[Entries drawn from a collection]
..............................
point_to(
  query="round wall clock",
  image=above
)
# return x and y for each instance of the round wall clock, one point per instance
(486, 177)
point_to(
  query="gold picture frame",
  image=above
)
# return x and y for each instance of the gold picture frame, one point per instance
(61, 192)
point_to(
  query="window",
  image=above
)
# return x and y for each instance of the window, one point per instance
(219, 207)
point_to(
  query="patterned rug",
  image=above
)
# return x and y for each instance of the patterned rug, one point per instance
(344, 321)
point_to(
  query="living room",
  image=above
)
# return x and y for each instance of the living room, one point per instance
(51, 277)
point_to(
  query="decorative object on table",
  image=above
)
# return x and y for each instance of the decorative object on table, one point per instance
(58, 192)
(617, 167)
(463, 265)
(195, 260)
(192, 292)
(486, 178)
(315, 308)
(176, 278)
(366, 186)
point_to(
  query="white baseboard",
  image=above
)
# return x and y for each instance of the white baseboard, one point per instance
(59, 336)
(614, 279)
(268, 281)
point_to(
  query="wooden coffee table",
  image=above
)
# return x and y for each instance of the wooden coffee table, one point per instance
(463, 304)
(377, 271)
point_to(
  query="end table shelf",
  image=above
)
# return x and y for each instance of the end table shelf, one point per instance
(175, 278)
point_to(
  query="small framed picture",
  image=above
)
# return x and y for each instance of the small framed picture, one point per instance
..............................
Copy the listing above line for line, with no changes to any character.

point_to(
  query="round wall clock",
  image=above
)
# return x and y for each instance of the round wall clock, one point per instance
(486, 177)
point_to(
  query="gold picture frame",
  image=above
)
# return x and y for each instance of the gold picture frame, one point per instance
(61, 192)
point_to(
  query="window",
  image=above
)
# return x and y for each instance of the window, one point per instance
(219, 207)
point_to(
  query="patterned rug",
  image=above
)
# return x and y for each instance of the patterned rug, one point per instance
(344, 321)
point_to(
  query="living room",
  image=above
)
# return x and y for each instance of the living room, one point per instance
(51, 277)
point_to(
  query="decorative object on table",
  image=above
)
# return x and y for each instance of the decorative object on table, one point per instance
(58, 192)
(617, 167)
(463, 265)
(195, 260)
(192, 292)
(486, 178)
(315, 308)
(176, 278)
(366, 186)
point_to(
  query="white baseboard",
  image=above
)
# return x and y for each instance of the white baseboard, one point per instance
(59, 336)
(614, 279)
(268, 281)
point_to(
  query="wooden coffee table",
  image=above
)
# return x and y for each instance of the wooden coffee table, one point per instance
(463, 304)
(377, 271)
point_to(
  query="end table shelf",
  image=above
)
# return x and y for each instance of the end table shelf, one point per instance
(175, 278)
point_to(
  query="small framed picture",
  image=above
)
# return x and y for each instance of the small framed picture, one point per instance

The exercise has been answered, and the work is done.